Job: Write the next part of the Android monitoring and logging text, starting right after its last line.

Text segment:
"""
Topic 2 · Performance monitoring

Firebase Performance automatic traces

Firebase Performance auto-traces app start (cold/warm/hot), screen rendering, and HTTP requests. You get the P50/P75/P90/P95/P99 distribution for free.

Custom traces for business flows

Auto traces tell you "HTTP to /checkout took 800 ms P95." Custom traces tell you "end-to-end cart → payment → confirmation took 4.2 s P95," which is what the PM actually cares about.

class CheckoutTracer @Inject constructor() {
    suspend fun <T> traceCheckout(block: suspend () -> T): T {
        val trace = Firebase.performance.newTrace("checkout_flow")
        trace.start()
        return try {
            block().also { trace.putMetric("items_sold", /* ... */) }
        } finally {
            trace.stop()
        }
    }
}

viewModelScope.launch {
    tracer.traceCheckout {
        val cart = repo.currentCart()
        val payment = payments.charge(cart.total)
        orders.create(cart, payment)
    }
}

Topic 3 · Structured logging

Logs are only useful if you can search them. Use structured logs (JSON) with a stable schema — this turns a firehose into a queryable table:

data class LogEvent(
    val timestamp: Long = System.currentTimeMillis(),
    val level: String,
    val tag: String,
    val message: String,
    val userId: String? = null,
    val sessionId: String,
    val screen: String? = null,
    val requestId: String? = null,
    val extra: Map<String, Any?> = emptyMap()
)

class StructuredLoggingTree @Inject constructor(
    private val shipper: LogShipper,         // ships to backend / Datadog / Elastic
    private val session: SessionProvider
) : Timber.Tree() {

    override fun log(priority: Int, tag: String?, message: String, t: Throwable?) {
        if (priority < Log.INFO) return
        val event = LogEvent(
            level = when (priority) {
                Log.ERROR -> "ERROR"
                Log.WARN  -> "WARN"
                Log.INFO  -> "INFO"
"""
Extracted material:
"""
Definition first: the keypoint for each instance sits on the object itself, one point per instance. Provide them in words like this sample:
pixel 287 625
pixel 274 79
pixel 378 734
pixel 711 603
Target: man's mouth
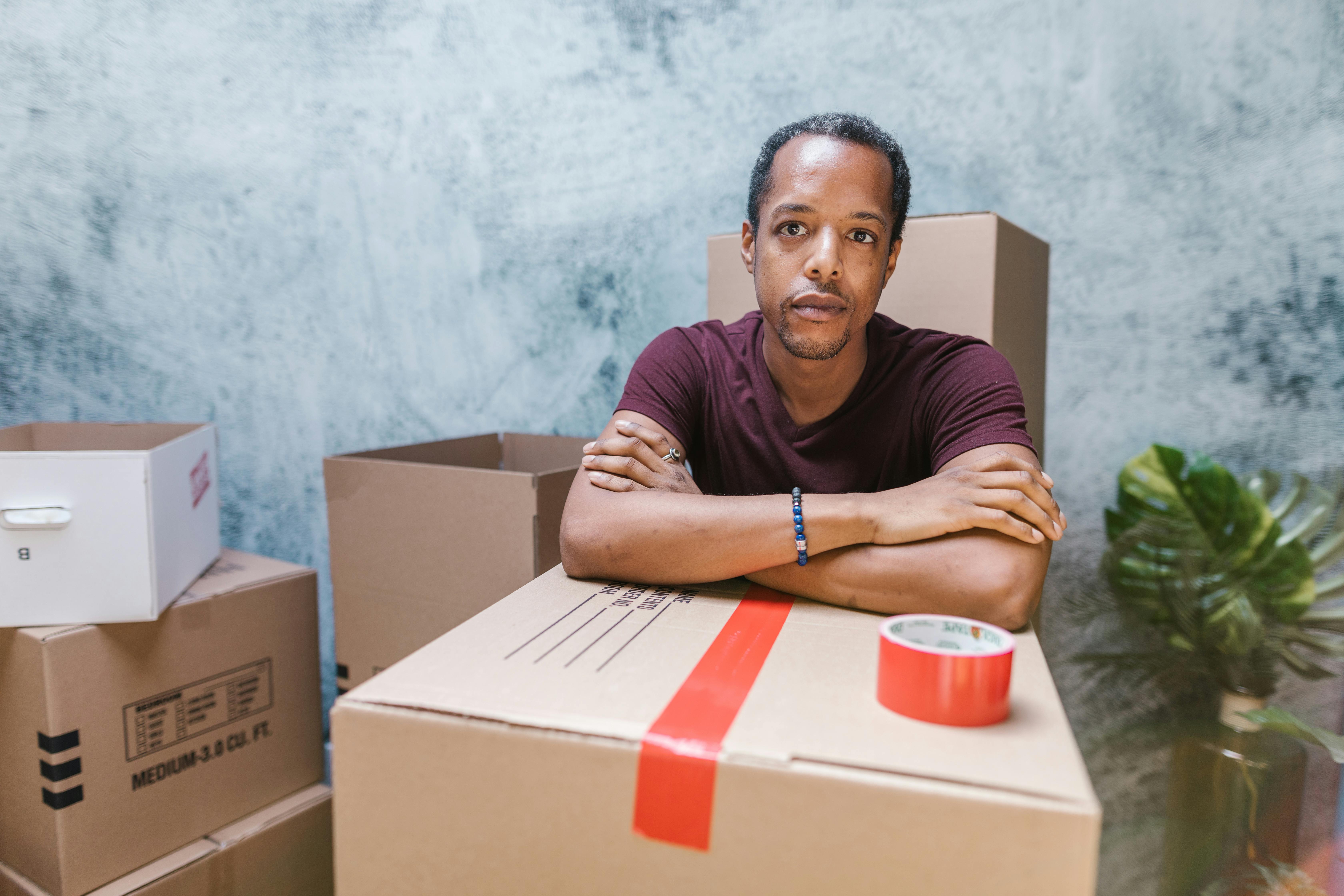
"""
Answer to the problem:
                else      -> "DEBUG"
            },
            tag = tag ?: "app",
            message = message,
            userId = session.userId(),
            sessionId = session.sessionId(),
            screen = session.currentScreen(),
            extra = t?.let { mapOf("stacktrace" to it.stackTraceToString()) } ?: emptyMap()
        )
        shipper.enqueue(event)
    }
}

Redacting PII

Logging is the single biggest source of PII leaks into logs-retention systems. Redact at the source, not at the backend:

private val EMAIL_REGEX = Regex("[A-Za-z0-9._%+-]+@[A-Za-z0-9.-]+\\.[A-Za-z]{2,}")
private val PHONE_REGEX = Regex("\\+?\\d[\\d ()-]{7,}")

fun String.redactPii(): String = this
    .replace(EMAIL_REGEX, "[email]")
    .replace(PHONE_REGEX, "[phone]")

Topic 4 · Distributed tracing

Modern Android apps make 10–40 HTTP calls per screen. A slow checkout could be the client, the API gateway, the payments service, or the database. You don't know without distributed tracing.

Distributed trace propagation

The trace-id follows the request from client through every backend service.

W3C Trace Context propagation with OkHttp

class TracingInterceptor @Inject constructor(
    private val tracer: Tracer   // io.opentelemetry.api.trace.Tracer
) : Interceptor {
    override fun intercept(chain: Interceptor.Chain): Response {
        val req = chain.request()
        val span = tracer.spanBuilder("http ${req.method} ${req.url.encodedPath}")
            .setSpanKind(SpanKind.CLIENT)
            .setAttribute("http.method", req.method)
            .setAttribute("http.url", req.url.toString())
            .startSpan()

        return try {
            span.makeCurrent().use {
                val traced = req.newBuilder()
                    .header("traceparent", span.spanContext.toTraceParent())
                    .build()
                val response = chain.proceed(traced)
                span.setAttribute("http.status_code", response.code.toLong())
                if (response.code >= 400) span.setStatus(StatusCode.ERROR)
                response
            }
        } catch (t: Throwable) {
            span.recordException(t); span.setStatus(StatusCode.ERROR); throw t
        } finally {
            span.end()
        }
    }
}

fun SpanContext.toTraceParent(): String =
    "00-${traceId}-${spanId}-${if (traceFlags.isSampled) "01" else "00"}"

Ship spans to Grafana Tempo, Honeycomb, Datadog APM, or AWS X-Ray. When checkout is slow, you can drill from client span → API gateway span → payments service span → DB query span in one click.

Topic 5 · SLOs, SLIs, and alerting

Set Service Level Objectives for the user experience and alert when you're burning the error budget:

SLI (signal)	SLO target	Budget per 30 d (1 M sessions)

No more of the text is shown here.